#### INPUT FOR THIS TASK ####

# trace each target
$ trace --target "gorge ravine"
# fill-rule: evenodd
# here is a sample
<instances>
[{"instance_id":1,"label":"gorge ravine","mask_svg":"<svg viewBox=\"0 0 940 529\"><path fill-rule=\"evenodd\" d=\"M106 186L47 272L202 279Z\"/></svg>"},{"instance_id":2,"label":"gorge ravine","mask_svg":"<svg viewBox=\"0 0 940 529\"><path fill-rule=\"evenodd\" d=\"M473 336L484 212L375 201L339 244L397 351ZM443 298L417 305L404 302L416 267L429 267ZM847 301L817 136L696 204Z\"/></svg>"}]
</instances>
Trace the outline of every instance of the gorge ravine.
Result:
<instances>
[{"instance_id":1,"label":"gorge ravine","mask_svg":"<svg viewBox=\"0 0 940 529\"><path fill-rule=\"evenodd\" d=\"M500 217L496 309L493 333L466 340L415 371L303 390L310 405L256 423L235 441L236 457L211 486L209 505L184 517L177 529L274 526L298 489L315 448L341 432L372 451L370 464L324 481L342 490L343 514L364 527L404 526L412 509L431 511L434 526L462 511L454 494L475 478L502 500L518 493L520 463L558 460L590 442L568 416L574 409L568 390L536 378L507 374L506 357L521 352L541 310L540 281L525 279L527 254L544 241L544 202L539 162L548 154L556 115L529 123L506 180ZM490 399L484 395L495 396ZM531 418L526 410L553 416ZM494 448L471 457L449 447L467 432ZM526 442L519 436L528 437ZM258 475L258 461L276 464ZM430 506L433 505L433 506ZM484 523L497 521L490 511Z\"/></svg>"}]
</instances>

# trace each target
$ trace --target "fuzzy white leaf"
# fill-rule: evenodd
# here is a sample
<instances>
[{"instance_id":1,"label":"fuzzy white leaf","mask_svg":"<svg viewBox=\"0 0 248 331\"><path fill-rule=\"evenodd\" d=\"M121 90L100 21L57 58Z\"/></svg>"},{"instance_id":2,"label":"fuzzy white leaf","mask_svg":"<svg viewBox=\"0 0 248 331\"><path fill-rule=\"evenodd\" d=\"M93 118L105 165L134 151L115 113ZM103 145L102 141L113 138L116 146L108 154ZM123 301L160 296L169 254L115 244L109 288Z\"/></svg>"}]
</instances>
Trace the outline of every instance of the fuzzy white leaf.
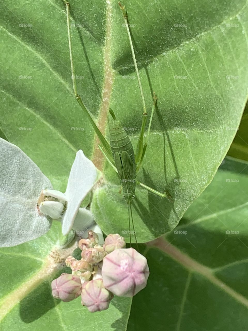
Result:
<instances>
[{"instance_id":1,"label":"fuzzy white leaf","mask_svg":"<svg viewBox=\"0 0 248 331\"><path fill-rule=\"evenodd\" d=\"M71 167L65 193L67 205L62 217L62 233L64 236L72 228L81 203L97 178L96 168L82 151L79 151Z\"/></svg>"},{"instance_id":2,"label":"fuzzy white leaf","mask_svg":"<svg viewBox=\"0 0 248 331\"><path fill-rule=\"evenodd\" d=\"M102 231L94 220L94 216L90 210L80 208L72 227L77 234L85 239L88 236L88 231L92 230L98 235L99 245L104 243Z\"/></svg>"},{"instance_id":3,"label":"fuzzy white leaf","mask_svg":"<svg viewBox=\"0 0 248 331\"><path fill-rule=\"evenodd\" d=\"M51 221L40 214L37 199L50 181L15 145L0 138L0 246L19 245L40 237Z\"/></svg>"}]
</instances>

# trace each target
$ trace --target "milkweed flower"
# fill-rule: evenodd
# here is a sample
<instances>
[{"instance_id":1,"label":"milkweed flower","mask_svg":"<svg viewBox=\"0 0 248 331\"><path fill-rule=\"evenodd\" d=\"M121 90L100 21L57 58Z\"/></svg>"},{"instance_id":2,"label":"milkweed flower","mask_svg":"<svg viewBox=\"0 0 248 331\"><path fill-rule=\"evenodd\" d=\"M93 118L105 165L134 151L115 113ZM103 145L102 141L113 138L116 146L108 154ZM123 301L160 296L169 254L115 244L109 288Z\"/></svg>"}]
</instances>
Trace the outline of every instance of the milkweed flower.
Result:
<instances>
[{"instance_id":1,"label":"milkweed flower","mask_svg":"<svg viewBox=\"0 0 248 331\"><path fill-rule=\"evenodd\" d=\"M82 304L91 312L107 309L113 297L113 294L104 287L102 279L91 280L83 285Z\"/></svg>"},{"instance_id":2,"label":"milkweed flower","mask_svg":"<svg viewBox=\"0 0 248 331\"><path fill-rule=\"evenodd\" d=\"M102 270L103 284L120 297L133 297L145 287L149 275L145 258L134 248L119 248L105 256Z\"/></svg>"},{"instance_id":3,"label":"milkweed flower","mask_svg":"<svg viewBox=\"0 0 248 331\"><path fill-rule=\"evenodd\" d=\"M86 238L87 230L91 228L99 236L99 243L103 243L91 212L80 208L100 174L82 151L76 154L65 193L53 190L33 161L1 138L0 154L0 247L15 246L40 237L50 230L53 219L62 221L65 235L73 229Z\"/></svg>"},{"instance_id":4,"label":"milkweed flower","mask_svg":"<svg viewBox=\"0 0 248 331\"><path fill-rule=\"evenodd\" d=\"M76 299L81 294L81 281L76 275L62 273L52 282L52 289L54 298L68 302Z\"/></svg>"}]
</instances>

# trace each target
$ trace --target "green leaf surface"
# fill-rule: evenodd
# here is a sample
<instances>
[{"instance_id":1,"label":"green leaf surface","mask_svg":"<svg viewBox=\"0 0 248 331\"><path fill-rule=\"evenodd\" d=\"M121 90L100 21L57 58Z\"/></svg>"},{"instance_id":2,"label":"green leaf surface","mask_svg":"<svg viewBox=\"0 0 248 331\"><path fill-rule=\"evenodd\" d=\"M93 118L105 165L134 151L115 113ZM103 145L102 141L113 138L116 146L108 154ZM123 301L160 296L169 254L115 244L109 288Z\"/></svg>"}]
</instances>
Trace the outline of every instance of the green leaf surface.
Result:
<instances>
[{"instance_id":1,"label":"green leaf surface","mask_svg":"<svg viewBox=\"0 0 248 331\"><path fill-rule=\"evenodd\" d=\"M9 247L46 233L52 219L37 200L51 183L19 147L0 137L0 247Z\"/></svg>"},{"instance_id":2,"label":"green leaf surface","mask_svg":"<svg viewBox=\"0 0 248 331\"><path fill-rule=\"evenodd\" d=\"M40 238L0 250L0 321L3 331L89 329L124 331L132 301L115 297L107 310L93 314L83 307L79 297L69 303L54 299L51 283L62 272L69 273L64 260L77 247L63 246L60 223Z\"/></svg>"},{"instance_id":3,"label":"green leaf surface","mask_svg":"<svg viewBox=\"0 0 248 331\"><path fill-rule=\"evenodd\" d=\"M226 158L176 229L148 248L148 285L128 331L246 329L248 188L248 163Z\"/></svg>"},{"instance_id":4,"label":"green leaf surface","mask_svg":"<svg viewBox=\"0 0 248 331\"><path fill-rule=\"evenodd\" d=\"M145 242L176 225L210 182L233 139L247 98L248 10L245 0L123 4L148 113L153 91L158 98L137 179L168 191L174 201L137 188L135 230ZM110 106L135 145L143 107L118 4L70 4L78 93L103 132L107 132ZM97 222L106 233L128 238L118 177L74 100L62 2L7 0L3 9L3 132L62 191L75 153L82 149L103 170L92 204Z\"/></svg>"},{"instance_id":5,"label":"green leaf surface","mask_svg":"<svg viewBox=\"0 0 248 331\"><path fill-rule=\"evenodd\" d=\"M248 161L248 104L246 104L238 130L227 154L230 156Z\"/></svg>"}]
</instances>

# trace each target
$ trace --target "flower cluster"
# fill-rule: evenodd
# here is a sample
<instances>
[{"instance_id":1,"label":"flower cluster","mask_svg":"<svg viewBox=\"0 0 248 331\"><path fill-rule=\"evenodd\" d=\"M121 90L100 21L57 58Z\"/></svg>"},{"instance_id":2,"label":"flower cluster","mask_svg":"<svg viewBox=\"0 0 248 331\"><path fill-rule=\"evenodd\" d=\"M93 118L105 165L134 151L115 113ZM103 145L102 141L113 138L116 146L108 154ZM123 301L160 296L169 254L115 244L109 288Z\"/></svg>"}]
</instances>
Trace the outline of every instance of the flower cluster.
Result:
<instances>
[{"instance_id":1,"label":"flower cluster","mask_svg":"<svg viewBox=\"0 0 248 331\"><path fill-rule=\"evenodd\" d=\"M65 263L71 274L62 273L52 283L53 295L67 302L81 294L82 305L92 312L108 308L114 294L133 297L145 287L149 274L146 259L132 248L125 248L123 237L109 234L103 246L98 235L88 232L78 247L81 260L72 256Z\"/></svg>"}]
</instances>

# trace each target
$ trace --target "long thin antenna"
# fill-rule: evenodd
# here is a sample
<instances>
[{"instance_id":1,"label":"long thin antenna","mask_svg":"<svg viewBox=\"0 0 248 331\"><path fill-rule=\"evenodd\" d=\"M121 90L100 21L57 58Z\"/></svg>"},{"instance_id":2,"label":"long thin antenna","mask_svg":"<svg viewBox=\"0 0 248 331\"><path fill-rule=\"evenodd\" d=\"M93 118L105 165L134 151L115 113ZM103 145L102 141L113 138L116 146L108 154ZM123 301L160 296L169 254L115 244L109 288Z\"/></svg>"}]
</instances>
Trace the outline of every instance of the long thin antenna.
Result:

####

_STATED GOAL_
Rewrite the lines from the start of the rows through the line containing "336L484 212L375 201L339", inclusive, replacing "gorge ravine" with "river canyon" and changing nothing else.

_RESULT OF THIS EXERCISE_
# trace each target
$ trace --target "river canyon"
# fill-rule: evenodd
# here is a sample
<instances>
[{"instance_id":1,"label":"river canyon","mask_svg":"<svg viewBox=\"0 0 940 529\"><path fill-rule=\"evenodd\" d=\"M106 186L47 272L202 279Z\"/></svg>"},{"instance_id":2,"label":"river canyon","mask_svg":"<svg viewBox=\"0 0 940 529\"><path fill-rule=\"evenodd\" d=\"M473 336L484 212L375 201L339 244L397 351ZM443 298L417 305L404 302L416 267L429 267ZM847 301L817 136L696 204Z\"/></svg>"}]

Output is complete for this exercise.